**Brief**
Read the lines of the data below and retrieve those with "railing".

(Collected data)
****************************************

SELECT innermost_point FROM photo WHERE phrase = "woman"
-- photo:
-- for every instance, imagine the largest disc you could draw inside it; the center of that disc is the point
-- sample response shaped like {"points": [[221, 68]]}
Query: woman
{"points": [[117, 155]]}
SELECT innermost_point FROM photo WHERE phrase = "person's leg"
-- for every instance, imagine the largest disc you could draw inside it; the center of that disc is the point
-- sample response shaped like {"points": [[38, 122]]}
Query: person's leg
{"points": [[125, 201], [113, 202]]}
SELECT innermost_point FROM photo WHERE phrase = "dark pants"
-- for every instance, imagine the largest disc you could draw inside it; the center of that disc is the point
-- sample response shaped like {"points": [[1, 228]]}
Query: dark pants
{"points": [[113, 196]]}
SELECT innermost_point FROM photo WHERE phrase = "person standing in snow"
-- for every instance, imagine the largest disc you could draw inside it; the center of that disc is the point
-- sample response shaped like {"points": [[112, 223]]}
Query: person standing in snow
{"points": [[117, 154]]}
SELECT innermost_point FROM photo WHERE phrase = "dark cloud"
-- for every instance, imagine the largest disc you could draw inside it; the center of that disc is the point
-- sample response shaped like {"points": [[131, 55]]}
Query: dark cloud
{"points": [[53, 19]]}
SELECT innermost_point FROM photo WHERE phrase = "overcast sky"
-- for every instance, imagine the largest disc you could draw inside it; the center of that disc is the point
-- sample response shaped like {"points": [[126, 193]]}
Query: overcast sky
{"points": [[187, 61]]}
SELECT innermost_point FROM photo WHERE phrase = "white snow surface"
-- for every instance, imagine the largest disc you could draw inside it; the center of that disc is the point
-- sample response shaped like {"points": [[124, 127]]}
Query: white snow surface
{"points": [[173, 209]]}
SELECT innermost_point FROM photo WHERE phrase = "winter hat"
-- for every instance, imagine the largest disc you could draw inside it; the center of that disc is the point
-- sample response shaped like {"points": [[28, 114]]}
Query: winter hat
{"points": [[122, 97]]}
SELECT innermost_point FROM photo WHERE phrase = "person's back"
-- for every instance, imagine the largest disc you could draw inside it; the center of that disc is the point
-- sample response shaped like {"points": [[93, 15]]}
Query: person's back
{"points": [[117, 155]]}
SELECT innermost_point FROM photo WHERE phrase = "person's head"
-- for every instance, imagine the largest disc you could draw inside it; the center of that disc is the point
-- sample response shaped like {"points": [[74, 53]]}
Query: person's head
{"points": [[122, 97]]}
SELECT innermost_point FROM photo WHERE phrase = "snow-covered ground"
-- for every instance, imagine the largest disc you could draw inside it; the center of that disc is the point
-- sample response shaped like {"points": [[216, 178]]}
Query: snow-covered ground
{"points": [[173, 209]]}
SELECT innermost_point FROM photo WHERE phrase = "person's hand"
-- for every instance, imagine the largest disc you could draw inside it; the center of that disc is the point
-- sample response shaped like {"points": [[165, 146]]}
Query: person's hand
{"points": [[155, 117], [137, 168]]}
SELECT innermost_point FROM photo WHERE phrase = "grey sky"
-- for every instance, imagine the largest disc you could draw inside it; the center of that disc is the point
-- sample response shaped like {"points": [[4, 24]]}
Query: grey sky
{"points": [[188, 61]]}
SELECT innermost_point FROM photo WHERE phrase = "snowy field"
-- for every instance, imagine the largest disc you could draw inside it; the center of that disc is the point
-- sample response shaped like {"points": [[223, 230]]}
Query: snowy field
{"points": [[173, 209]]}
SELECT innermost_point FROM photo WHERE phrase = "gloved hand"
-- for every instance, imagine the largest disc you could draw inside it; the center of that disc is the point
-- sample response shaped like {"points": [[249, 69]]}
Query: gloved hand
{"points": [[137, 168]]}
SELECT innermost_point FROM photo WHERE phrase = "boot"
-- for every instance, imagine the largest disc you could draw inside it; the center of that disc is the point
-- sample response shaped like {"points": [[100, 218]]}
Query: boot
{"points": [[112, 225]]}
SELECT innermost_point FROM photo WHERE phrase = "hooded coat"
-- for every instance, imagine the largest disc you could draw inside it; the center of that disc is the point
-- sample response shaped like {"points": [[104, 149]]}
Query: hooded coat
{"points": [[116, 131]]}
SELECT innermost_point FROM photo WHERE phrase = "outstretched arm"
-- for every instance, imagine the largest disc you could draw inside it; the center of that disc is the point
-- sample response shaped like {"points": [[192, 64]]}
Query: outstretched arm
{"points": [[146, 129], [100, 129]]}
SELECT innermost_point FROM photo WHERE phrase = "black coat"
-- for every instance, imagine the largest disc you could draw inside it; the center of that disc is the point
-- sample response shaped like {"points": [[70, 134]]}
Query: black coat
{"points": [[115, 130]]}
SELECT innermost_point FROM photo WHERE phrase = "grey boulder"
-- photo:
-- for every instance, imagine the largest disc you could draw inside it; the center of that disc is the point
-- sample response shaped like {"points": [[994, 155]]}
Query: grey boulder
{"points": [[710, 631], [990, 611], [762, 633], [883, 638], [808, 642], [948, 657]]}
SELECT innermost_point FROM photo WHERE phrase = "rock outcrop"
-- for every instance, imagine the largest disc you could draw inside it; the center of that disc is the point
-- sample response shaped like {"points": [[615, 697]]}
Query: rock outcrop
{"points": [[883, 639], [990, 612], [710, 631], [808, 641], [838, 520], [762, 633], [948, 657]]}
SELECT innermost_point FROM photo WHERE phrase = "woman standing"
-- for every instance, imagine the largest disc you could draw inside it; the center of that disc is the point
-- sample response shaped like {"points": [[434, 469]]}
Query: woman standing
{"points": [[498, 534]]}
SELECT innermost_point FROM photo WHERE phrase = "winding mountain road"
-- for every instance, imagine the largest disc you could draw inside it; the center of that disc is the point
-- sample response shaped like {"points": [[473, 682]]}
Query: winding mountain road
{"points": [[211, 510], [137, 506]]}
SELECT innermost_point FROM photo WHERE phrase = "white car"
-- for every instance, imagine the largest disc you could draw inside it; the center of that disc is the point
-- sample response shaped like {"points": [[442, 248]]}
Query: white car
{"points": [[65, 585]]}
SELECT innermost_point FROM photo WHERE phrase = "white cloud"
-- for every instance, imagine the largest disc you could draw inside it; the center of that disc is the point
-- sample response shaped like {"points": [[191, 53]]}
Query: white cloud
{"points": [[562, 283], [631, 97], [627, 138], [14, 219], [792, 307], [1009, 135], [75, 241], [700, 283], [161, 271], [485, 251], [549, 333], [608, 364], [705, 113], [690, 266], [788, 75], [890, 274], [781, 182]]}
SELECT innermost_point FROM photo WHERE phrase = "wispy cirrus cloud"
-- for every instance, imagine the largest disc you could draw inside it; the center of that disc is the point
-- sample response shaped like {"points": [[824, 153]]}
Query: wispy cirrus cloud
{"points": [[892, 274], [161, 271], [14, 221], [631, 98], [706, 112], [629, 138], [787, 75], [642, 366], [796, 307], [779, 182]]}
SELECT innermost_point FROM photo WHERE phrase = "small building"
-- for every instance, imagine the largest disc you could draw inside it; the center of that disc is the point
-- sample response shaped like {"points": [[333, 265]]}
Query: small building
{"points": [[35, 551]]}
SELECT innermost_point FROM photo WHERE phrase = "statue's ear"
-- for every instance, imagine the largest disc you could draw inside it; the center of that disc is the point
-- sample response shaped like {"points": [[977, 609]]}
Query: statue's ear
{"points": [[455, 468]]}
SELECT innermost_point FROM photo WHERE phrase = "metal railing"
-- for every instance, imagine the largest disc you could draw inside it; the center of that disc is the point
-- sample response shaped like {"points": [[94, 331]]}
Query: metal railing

****************************************

**Result of the exercise**
SELECT innermost_point FROM photo WHERE phrase = "metal railing"
Query: metal railing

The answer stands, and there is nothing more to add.